About this task
Show every line of the data below that includes the word "brown".

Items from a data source
────────
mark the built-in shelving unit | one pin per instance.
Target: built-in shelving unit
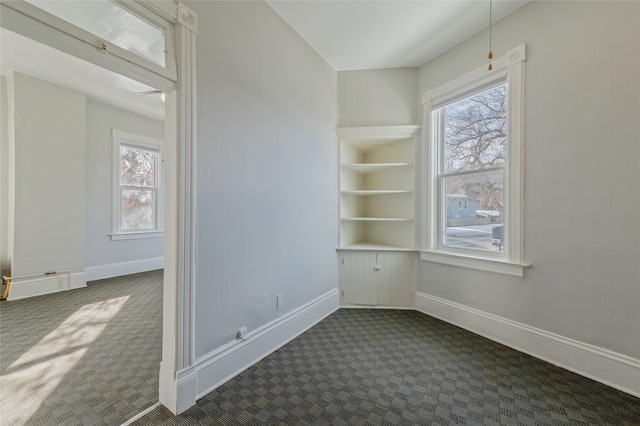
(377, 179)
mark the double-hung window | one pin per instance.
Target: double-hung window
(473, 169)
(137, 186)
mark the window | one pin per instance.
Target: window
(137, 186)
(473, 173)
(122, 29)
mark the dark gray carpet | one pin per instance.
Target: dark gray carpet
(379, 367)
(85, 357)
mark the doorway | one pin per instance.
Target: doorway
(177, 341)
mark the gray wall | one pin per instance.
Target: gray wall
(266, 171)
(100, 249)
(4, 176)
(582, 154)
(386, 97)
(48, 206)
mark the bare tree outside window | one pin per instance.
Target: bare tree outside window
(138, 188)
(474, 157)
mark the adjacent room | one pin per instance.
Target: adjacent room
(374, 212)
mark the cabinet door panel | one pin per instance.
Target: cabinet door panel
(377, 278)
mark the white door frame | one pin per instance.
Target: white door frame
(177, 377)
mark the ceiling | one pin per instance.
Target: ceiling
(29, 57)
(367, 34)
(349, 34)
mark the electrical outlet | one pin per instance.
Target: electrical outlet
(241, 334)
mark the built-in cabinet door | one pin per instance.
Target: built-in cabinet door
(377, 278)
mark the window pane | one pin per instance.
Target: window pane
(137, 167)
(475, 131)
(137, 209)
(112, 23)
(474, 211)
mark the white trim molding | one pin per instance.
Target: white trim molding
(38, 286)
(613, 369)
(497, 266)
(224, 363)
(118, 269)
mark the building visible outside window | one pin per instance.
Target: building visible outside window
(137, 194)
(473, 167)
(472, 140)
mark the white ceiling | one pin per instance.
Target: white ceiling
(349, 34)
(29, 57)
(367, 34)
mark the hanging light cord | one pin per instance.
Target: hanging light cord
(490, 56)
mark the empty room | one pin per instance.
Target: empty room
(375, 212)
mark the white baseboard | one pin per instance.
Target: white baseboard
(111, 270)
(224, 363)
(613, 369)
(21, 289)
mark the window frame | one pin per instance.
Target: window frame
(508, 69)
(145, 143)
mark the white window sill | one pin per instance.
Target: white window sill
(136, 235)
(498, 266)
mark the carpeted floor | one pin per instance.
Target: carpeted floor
────────
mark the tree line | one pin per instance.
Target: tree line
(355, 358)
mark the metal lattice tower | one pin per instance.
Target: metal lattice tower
────────
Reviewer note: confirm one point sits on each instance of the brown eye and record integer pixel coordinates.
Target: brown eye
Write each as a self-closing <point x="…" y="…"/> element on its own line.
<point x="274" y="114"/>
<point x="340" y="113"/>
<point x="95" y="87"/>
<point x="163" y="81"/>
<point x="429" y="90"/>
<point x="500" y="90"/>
────────
Task answer
Reviewer note: confirm one point sits on each instance of the brown eye and record integer pixel coordinates.
Target: brown eye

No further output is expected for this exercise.